_Short exercise A_.
Please quote the opinion excerpt word for word, starting with "Portfolio, as the" and going on through "of limitations governs.".
_Short exercise B_.
Name every court case cited in the opinion excerpt.
_Short exercise C_.
Check each statement against the opinion excerpt and answer yes or no, quoting the words that decide it: (i) Discover is incorporated in Delaware. (ii) The New York statute of limitations governs the contract claims. (iii) Portfolio may stand in a better position than Discover.

_Document passage_.
Portfolio, as the assignee of Discover, is not entitled to stand
in a better position than that of its assignor. We must therefore first
ascertain where the cause of action accrued in favor of Discover. Here,
it is evident that the contract causes of action accrued in Delaware,
the place where Discover sustained the economic injury in 1999 when King
allegedly breached the contract. Discover is incorporated in Delaware
and is not a New York resident. Therefore, the borrowing statute applies
and the Delaware three-year statute of limitations governs.

That does not end the inquiry, however, because in determining
whether Portfolio's action would be barred in Delaware, this Court must
"borrow" Delaware's tolling statute to determine whether under Delaware
law Portfolio would have had the benefit of additional time to bring the
action
(see GML, Inc. v Cinque & Cinque, P.C., 9 NY3d
949
, 951 [2007]). Delaware's tolling statute—Delaware Code §
8117—provides that:

"If at the time when a cause of action accrues against
any person, such person is out of the State, the action may be
commenced, within the time limited therefor in this chapter, after such
person comes into the State in such manner that by reasonable diligence,
such person may be served with process. If, after a cause of action
shall have accrued against any person, such person departs from and
resides or remains out of the State, the time of such person's absence
until such person shall have returned into the State in the manner
provided in this section, shall not be taken as any part of the time
limited for the commencement of the action."

Section 8117
was meant to apply only in a circumstance where the defendant had a
prior connection to Delaware, meaning that the tolling provision
envisioned that there would be some point where the defendant would
return to the state or where the plaintiff could effect service on the
defendant to obtain jurisdiction (see Williams v Congregation Yetev
Lev
, 2004 WL 2924490 *7 [SDNY 2004]). Indeed, Delaware's highest
court has held that the literal application of its tolling provision
"would result in the abolition of the defense of statutes of limitation
in actions involving non-residents" (Hurwich v Adams, 155 A2d
591, 593-594 [Del. 1959]).

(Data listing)
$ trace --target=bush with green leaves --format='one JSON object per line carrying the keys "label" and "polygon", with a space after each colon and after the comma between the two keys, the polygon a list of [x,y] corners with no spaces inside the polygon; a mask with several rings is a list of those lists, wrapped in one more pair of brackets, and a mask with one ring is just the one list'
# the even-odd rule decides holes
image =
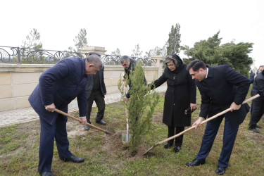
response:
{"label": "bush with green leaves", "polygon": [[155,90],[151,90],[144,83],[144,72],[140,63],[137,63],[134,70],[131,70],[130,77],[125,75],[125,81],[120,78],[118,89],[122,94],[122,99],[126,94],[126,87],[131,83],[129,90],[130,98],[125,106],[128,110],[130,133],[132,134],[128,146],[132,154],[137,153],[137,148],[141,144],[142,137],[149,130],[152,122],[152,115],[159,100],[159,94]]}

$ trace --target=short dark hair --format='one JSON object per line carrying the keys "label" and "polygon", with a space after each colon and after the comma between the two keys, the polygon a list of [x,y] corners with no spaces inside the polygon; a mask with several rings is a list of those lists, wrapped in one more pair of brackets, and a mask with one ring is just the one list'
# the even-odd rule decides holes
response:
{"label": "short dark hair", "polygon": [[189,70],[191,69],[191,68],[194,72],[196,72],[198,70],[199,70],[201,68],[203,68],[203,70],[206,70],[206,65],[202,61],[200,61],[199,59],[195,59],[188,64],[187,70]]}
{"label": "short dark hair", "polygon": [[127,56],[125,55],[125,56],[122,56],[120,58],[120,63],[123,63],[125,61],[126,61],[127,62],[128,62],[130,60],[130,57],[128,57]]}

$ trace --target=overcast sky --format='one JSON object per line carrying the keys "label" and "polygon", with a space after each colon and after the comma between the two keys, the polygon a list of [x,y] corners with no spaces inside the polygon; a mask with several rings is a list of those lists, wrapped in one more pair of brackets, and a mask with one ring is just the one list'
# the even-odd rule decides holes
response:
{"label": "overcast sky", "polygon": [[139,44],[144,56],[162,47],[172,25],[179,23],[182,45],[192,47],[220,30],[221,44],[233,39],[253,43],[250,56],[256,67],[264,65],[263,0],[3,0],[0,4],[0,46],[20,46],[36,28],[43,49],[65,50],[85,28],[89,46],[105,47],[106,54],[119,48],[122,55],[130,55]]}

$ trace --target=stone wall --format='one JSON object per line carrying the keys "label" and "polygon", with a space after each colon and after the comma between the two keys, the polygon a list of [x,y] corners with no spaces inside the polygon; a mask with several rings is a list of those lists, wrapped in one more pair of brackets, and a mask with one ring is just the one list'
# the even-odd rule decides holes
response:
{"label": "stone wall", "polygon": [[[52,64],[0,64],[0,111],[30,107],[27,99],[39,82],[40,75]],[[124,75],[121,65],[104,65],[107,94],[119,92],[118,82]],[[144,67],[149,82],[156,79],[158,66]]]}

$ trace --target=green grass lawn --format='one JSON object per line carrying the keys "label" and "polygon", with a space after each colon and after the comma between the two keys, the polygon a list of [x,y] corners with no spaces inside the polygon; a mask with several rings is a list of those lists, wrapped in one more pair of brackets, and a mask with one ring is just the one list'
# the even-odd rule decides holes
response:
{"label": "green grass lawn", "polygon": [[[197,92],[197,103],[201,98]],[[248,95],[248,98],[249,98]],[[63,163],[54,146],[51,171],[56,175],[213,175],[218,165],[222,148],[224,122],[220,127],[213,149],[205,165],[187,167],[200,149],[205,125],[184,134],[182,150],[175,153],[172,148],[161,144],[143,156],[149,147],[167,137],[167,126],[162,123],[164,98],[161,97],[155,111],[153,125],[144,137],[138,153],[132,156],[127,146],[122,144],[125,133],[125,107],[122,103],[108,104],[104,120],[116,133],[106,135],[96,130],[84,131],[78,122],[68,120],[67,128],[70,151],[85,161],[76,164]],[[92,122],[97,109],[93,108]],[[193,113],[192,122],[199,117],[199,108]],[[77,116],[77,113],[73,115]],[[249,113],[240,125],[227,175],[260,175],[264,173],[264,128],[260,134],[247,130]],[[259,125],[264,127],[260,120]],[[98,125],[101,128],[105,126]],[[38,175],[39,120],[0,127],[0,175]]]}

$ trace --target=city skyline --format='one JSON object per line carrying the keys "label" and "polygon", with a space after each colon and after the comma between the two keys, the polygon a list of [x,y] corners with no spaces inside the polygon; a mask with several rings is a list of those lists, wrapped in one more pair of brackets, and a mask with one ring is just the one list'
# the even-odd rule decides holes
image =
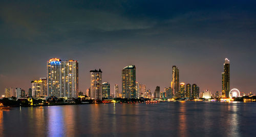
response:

_Task result A_.
Portfolio, as the assignee of Discover, is not entitled to stand
in a better position than that of its assignor. We must therefore first
ascertain where the cause of action accrued in favor of Discover. Here,
it is evident that the contract causes of action accrued in Delaware,
the place where Discover sustained the economic injury in 1999 when King
allegedly breached the contract. Discover is incorporated in Delaware
and is not a New York resident. Therefore, the borrowing statute applies
and the Delaware three-year statute of limitations governs.

_Task result B_.
GML, Inc. v Cinque & Cinque, P.C.
Williams v Congregation Yetev Lev
Hurwich v Adams

_Task result C_.
(i) Yes: "Discover is incorporated in Delaware"
(ii) No: "the Delaware three-year statute of limitations governs"
(iii) No: "Portfolio, as the assignee of Discover, is not entitled to stand in a better position than that of its assignor"